Exercise aim >> Once you find the line that contains "point: marble top", write out that line and every line after it to the end of the records, exactly and with nothing else.

[Exercise input — start]

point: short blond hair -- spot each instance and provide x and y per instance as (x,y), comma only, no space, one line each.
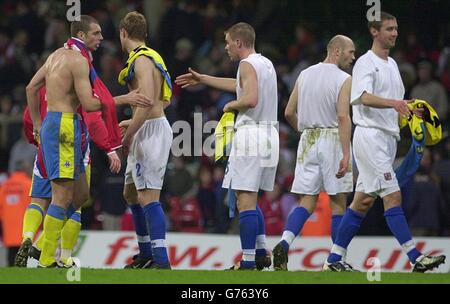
(135,25)
(244,32)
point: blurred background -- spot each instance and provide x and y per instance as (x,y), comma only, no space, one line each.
(189,33)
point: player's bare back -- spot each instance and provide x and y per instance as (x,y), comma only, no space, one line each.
(154,80)
(59,80)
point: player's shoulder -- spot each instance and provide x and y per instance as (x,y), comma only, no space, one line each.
(143,63)
(364,62)
(365,58)
(392,61)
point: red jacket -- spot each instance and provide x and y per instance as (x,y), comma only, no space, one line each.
(104,132)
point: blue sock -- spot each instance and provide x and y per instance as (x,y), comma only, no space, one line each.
(261,231)
(140,226)
(349,226)
(396,221)
(157,223)
(335,222)
(248,227)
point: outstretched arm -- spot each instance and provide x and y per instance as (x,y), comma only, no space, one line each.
(83,89)
(194,78)
(32,89)
(134,98)
(249,98)
(370,100)
(344,126)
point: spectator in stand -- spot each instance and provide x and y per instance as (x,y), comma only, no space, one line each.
(431,90)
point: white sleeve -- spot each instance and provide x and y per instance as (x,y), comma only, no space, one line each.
(363,81)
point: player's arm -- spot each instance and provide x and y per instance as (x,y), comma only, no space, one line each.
(249,84)
(194,78)
(100,137)
(32,90)
(83,89)
(146,77)
(370,100)
(344,125)
(363,88)
(133,98)
(291,109)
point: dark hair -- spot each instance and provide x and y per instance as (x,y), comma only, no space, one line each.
(135,25)
(244,32)
(84,25)
(377,24)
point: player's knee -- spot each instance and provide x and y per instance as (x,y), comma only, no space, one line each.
(392,200)
(81,198)
(130,196)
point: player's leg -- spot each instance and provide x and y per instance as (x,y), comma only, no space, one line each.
(140,226)
(32,219)
(72,227)
(62,197)
(338,205)
(294,224)
(349,226)
(62,153)
(263,259)
(398,225)
(248,227)
(150,151)
(307,183)
(156,221)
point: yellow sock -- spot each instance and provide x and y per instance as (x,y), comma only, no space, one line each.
(53,224)
(69,236)
(31,221)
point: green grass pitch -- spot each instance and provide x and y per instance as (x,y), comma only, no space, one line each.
(110,276)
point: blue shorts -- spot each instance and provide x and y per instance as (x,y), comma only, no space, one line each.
(41,186)
(61,145)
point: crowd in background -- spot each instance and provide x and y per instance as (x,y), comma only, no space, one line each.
(293,34)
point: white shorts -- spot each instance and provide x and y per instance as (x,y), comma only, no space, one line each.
(374,152)
(318,155)
(253,159)
(149,153)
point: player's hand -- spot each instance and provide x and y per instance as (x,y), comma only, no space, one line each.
(189,79)
(227,108)
(37,136)
(343,167)
(419,112)
(123,125)
(114,162)
(137,99)
(401,106)
(126,143)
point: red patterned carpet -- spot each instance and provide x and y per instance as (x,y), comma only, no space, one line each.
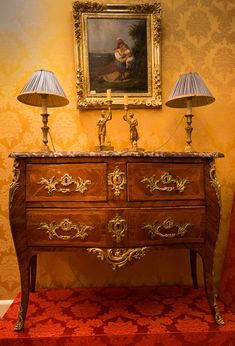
(148,316)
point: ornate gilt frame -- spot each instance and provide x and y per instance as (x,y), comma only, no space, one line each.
(149,13)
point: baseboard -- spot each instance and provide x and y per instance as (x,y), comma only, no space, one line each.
(4,305)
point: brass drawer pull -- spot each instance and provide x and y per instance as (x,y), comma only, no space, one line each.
(66,180)
(152,183)
(66,226)
(167,224)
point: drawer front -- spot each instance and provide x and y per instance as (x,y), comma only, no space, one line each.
(66,182)
(115,227)
(62,227)
(158,226)
(159,181)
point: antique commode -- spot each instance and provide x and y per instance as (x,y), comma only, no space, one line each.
(115,205)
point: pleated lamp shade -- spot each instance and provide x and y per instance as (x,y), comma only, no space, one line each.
(43,84)
(189,86)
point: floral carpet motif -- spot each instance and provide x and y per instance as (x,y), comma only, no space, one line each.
(142,316)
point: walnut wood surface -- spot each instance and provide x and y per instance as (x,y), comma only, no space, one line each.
(36,214)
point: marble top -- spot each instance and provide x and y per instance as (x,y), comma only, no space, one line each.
(116,154)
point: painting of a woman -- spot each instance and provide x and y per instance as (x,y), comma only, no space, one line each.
(123,67)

[Exercise input — finish]

Response to the task >>
point: marble top -- spot each instance and provide x and y per instance as (x,y), comma only, no space, one line each.
(116,154)
point: painting of a woman -- spot each instance and provide x and y per instance as (x,y), comma only, no space, one line each.
(123,67)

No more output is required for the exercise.